Your instructions: Beginning at the line containing "Question. Identify every instance of the bus window" and continuing to the end of the records below, give each line again exactly as it stands, and only those lines.

Given records:

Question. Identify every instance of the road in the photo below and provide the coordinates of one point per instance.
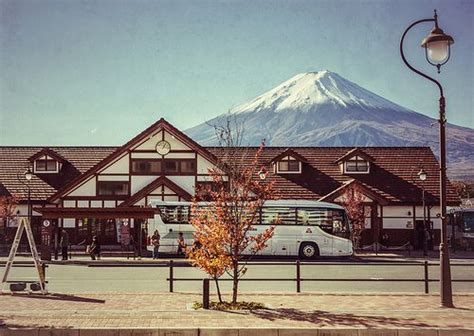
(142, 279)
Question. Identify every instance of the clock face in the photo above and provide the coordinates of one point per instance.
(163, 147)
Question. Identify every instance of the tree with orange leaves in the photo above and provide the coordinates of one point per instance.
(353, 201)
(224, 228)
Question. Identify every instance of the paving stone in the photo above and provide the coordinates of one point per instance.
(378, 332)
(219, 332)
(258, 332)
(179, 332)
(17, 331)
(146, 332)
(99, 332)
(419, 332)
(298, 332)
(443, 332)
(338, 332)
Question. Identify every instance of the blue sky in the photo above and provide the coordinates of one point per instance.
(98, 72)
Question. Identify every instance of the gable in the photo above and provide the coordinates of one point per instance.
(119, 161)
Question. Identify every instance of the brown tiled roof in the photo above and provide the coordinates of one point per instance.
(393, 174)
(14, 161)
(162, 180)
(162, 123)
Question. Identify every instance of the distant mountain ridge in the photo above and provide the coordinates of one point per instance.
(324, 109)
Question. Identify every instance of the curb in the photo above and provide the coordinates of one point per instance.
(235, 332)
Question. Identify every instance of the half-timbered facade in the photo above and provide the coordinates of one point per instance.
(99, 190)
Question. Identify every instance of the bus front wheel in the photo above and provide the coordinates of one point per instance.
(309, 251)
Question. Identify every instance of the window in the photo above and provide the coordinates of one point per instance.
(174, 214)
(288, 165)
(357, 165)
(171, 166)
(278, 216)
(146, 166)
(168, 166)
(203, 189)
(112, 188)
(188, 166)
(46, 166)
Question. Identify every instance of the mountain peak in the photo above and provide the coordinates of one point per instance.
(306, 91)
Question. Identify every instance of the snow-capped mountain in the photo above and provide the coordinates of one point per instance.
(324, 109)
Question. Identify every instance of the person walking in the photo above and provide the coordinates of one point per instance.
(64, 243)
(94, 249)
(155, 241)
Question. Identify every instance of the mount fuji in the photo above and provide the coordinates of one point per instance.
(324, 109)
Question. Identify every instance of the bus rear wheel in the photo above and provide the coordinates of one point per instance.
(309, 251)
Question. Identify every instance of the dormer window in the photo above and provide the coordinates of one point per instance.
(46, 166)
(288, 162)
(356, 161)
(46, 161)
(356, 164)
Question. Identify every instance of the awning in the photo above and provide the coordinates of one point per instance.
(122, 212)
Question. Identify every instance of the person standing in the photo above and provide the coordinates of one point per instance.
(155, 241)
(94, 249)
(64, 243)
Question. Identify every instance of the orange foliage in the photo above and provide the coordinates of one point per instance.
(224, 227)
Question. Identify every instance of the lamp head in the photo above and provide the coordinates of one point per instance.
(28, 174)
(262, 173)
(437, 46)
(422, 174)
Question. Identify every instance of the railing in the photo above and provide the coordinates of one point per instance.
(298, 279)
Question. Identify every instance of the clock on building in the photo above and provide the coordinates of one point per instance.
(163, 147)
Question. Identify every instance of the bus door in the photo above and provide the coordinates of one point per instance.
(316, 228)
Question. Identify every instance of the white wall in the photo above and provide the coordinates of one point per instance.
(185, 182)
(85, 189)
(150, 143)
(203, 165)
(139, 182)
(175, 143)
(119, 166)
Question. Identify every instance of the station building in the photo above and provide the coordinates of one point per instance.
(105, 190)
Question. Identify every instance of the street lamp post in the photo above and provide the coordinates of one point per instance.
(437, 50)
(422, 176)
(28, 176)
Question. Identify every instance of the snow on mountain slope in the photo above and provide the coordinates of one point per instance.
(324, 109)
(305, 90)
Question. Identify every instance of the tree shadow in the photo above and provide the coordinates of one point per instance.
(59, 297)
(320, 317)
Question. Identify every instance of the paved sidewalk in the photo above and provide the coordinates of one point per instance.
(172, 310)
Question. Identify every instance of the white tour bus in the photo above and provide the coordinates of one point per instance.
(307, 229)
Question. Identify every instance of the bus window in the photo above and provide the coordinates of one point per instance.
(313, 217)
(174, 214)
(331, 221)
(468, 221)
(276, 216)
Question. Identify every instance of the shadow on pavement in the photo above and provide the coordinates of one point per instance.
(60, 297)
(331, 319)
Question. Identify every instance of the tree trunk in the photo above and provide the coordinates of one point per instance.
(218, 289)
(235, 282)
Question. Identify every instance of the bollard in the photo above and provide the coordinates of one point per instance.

Answer to this task:
Question. Identify every instance of the bus window in the photo above and provide the coordinates of one point per instance.
(313, 217)
(174, 214)
(331, 221)
(468, 221)
(276, 216)
Question. Identify every instance of the shadow on pavement in the photo above and provide the coordinates of one point per instance.
(60, 297)
(331, 319)
Question. Identify every instance of the tree trunk in the photo above and provide the coordinates of one point per instance.
(218, 289)
(235, 282)
Question. Identify every instance of the bollard in the photo above and provide the coordinates of one point per instance.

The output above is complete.